------ Data in this exercise ------

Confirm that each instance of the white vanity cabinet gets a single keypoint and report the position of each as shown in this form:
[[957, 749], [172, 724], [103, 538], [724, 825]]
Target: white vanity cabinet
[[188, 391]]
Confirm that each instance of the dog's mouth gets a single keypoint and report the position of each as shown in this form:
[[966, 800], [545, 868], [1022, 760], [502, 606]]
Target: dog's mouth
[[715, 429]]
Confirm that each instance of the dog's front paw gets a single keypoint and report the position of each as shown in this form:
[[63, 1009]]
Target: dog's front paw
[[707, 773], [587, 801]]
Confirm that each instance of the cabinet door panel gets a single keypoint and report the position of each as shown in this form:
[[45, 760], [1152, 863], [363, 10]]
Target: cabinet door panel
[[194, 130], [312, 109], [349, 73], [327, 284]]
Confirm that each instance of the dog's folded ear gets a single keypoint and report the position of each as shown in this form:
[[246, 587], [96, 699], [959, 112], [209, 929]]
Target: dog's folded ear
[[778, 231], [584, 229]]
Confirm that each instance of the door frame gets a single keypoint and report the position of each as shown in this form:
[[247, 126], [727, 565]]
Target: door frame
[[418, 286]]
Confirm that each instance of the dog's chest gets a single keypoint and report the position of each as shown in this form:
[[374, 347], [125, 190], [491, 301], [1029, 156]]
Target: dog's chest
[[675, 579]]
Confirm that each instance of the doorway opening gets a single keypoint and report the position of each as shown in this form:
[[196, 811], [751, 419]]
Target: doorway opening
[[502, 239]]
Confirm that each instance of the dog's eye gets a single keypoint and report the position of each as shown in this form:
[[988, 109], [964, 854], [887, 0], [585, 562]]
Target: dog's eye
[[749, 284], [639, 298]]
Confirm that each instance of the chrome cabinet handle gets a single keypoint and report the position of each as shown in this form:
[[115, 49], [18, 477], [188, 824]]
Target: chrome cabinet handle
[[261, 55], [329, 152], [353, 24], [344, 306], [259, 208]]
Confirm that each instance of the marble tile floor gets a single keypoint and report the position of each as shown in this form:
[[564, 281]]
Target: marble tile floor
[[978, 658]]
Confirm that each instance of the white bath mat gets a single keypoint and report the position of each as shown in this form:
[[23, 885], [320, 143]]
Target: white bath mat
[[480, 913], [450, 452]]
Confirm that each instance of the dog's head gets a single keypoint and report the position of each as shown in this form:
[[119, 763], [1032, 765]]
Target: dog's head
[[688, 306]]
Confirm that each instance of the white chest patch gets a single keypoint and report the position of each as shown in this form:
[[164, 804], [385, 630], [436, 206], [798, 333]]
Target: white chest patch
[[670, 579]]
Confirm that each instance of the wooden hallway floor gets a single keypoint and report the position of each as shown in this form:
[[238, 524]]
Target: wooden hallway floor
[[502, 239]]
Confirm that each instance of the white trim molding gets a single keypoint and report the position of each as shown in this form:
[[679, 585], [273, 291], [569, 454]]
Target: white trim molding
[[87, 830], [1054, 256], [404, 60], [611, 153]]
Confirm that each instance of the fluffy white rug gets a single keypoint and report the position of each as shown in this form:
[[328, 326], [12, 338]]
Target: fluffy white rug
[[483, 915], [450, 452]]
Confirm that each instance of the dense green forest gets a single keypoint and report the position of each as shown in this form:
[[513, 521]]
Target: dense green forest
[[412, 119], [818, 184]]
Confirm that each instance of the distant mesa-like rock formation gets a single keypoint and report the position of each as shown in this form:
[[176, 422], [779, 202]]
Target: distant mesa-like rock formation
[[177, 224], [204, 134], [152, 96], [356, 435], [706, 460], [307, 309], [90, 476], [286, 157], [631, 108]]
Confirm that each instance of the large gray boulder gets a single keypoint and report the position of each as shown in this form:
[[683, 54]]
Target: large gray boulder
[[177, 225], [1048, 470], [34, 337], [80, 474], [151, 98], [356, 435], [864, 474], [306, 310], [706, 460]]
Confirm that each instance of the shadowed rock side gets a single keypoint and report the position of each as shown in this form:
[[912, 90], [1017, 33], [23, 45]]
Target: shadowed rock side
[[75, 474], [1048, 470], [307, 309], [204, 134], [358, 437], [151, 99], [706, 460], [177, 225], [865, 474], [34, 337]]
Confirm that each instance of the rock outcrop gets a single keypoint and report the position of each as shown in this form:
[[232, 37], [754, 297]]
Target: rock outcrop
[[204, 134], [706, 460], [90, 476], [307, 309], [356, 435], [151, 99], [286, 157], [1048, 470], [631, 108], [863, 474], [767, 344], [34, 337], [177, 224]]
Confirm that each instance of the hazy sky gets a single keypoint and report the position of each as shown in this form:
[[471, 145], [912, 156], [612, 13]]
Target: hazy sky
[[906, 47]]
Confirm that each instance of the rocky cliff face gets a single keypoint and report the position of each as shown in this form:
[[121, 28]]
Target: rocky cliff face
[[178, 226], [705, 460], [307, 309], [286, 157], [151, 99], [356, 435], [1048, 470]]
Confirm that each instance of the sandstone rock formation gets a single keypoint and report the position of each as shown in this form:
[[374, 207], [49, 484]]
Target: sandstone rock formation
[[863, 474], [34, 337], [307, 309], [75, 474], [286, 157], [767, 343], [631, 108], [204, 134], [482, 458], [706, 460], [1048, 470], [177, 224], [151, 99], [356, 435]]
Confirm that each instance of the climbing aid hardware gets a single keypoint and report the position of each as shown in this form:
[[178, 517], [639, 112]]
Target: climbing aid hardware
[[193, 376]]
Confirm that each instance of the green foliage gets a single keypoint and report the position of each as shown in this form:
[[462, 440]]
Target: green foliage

------

Objective » Write out all the rows above again, changing every "Confirm that" to "Make sure that" and leaving everything else as it is.

Completed exercise »
Make sure that each instance of the white vanity cabinet gets a single keypoint and report the position of each as shown in this form:
[[957, 749], [172, 724], [103, 538], [724, 825]]
Target: white vanity cabinet
[[188, 391]]
Make sure that each instance of the dog's mouth gets a single keypoint and report the position of each as shown in this form:
[[966, 800], [545, 868], [1022, 760], [502, 606]]
Target: dog's mouth
[[715, 429]]
Make sure that each instance of the dog's front paw gets a single keypoint and report the position of each as shown in this form:
[[63, 1009]]
Target: dog's front paw
[[707, 773], [587, 801]]
Make sure that each instance of the cabinet door panel gets a single keypoint and report the position of each as shown in this form:
[[45, 760], [1152, 863], [363, 10]]
Target: cabinet door panel
[[194, 130], [312, 109], [349, 73], [327, 284]]
Make sure that each instance of the dog's folded ear gets a single keypoint and report the position of each as shown in this form:
[[246, 587], [96, 699], [959, 112], [209, 929]]
Target: dog's folded ear
[[778, 231], [584, 229]]
Make sure that each instance of the door frame gets a single keypoint and report the position of each as shown in this form:
[[247, 126], [727, 565]]
Target: door frame
[[418, 286]]
Make sure that each instance of the dog's chest gets a single keypoint and report the position of each as shown in this form:
[[374, 347], [125, 190], [491, 301], [1029, 156]]
Target: dog's chest
[[675, 579]]
Make sure that each instance of the doorway opening gets a single keypoint and report the position of each as shown in this form:
[[196, 811], [751, 419]]
Target: doorway opening
[[502, 239]]
Make sure that each instance of the dog's eye gets a single keypoint and report the position of each as shown in this form:
[[988, 109], [964, 854], [887, 0], [585, 562]]
Target: dog's eye
[[749, 284], [639, 298]]
Make sure that each instance of the chrome cabinet handle gets a single keypoint and report the position of each as shown in this form:
[[115, 49], [18, 477], [188, 824]]
Target: chrome cabinet handle
[[261, 55], [329, 152], [353, 24], [344, 306], [259, 208]]
Make sure that each instance of the marble tile floor gets a single keypoint and report the position of each as shown in this form:
[[564, 281]]
Target: marble tile floor
[[978, 658]]
Make sure that each instance of the white bath mat gets a single keypoint and report the position of each as shown in this form:
[[23, 885], [320, 143]]
Target: white bath mat
[[480, 913], [450, 452]]
Make sure that each instance of the dog's head gets a single keypoint and report the position of each as shown in this form:
[[119, 763], [1032, 765]]
Target: dog's head
[[688, 306]]
Make sure that each instance of the white chest patch gets a single keypoint and report the position of each as shown in this form:
[[164, 804], [385, 630], [436, 206], [798, 333]]
Target: white chest patch
[[670, 579]]
Make sure that each instance of the wooden hallway floor gets a single keypoint and report the position of each as shown in this form:
[[238, 524]]
Target: wooden hallway floor
[[502, 239]]
Make sure that each instance of the white trim molding gets a single keypoint and report the position of each as shown in this form:
[[679, 585], [273, 291], [569, 454]]
Target: white trim molding
[[87, 830], [1054, 256], [404, 60], [611, 153]]
Make sure that each instance of the fluffy white rug gets a single keypoint and report the position of each as shown in this form:
[[328, 326], [12, 338]]
Target: fluffy white rug
[[483, 915], [450, 452]]
Make sure that each instance of the dense green forest gets a single keypoint and report the position of each as shown in this form:
[[513, 521]]
Target: dense green forest
[[412, 119], [818, 184]]
Make sure that each instance of the distant mesa-like rock formation gets a single keypoint and report the position of each as shown in this form:
[[176, 422], [779, 202]]
Target: distant mesa-like rock formation
[[177, 224], [204, 134], [152, 96], [356, 435], [706, 460], [307, 309], [90, 476], [286, 157], [631, 108]]
Make sure that each instance of the large gray boulder gets a single keypoint and report the position of each as shown in this form:
[[683, 54]]
Target: large gray boulder
[[177, 225], [1048, 470], [34, 337], [80, 474], [151, 98], [356, 435], [864, 474], [306, 310], [706, 460]]
Make sure that each instance of the shadowed rock side gets a single keypoint and report the position of each as shown in this form:
[[912, 90], [1017, 33], [23, 45]]
Target: shadowed rock side
[[75, 474], [1048, 470], [307, 309], [204, 134], [358, 437], [151, 99], [706, 460], [177, 225], [865, 474], [34, 337]]
Make sure that each instance of the rock outcrop gets a single keypoint and report the position of each as shown in this form:
[[232, 37], [754, 297]]
Target: rock outcrop
[[204, 134], [706, 460], [90, 476], [307, 309], [356, 435], [151, 99], [286, 157], [1048, 470], [631, 108], [863, 474], [767, 344], [34, 337], [177, 224]]
Make sure that each instance of the hazy sky gets a single keypoint and report the position of each as shown in this form:
[[471, 145], [912, 156], [612, 13]]
Target: hazy sky
[[906, 47]]
Make sure that each instance of the rocky cliff face gets a single keypoint and report the position of each as shown in this form:
[[121, 28]]
Target: rocky cliff face
[[178, 226], [705, 460], [307, 309], [286, 157], [151, 99], [356, 435], [1048, 470]]
Make sure that each instance of the sandstone rock formation gets a single keypoint and report the position of each as shown in this form:
[[374, 207], [49, 484]]
Target: sandstone rock formation
[[863, 474], [34, 337], [307, 309], [75, 474], [286, 157], [767, 343], [631, 108], [204, 134], [482, 458], [706, 460], [1048, 470], [177, 224], [151, 99], [356, 435]]
Make sure that each instance of the climbing aid hardware gets a single keypoint and report the position of each as shown in this form:
[[178, 517], [639, 112]]
Target: climbing aid hardware
[[193, 376]]
Make sure that each instance of the green foliage gets a single keypoint and report the position of each as shown in this form:
[[462, 440]]
Target: green foliage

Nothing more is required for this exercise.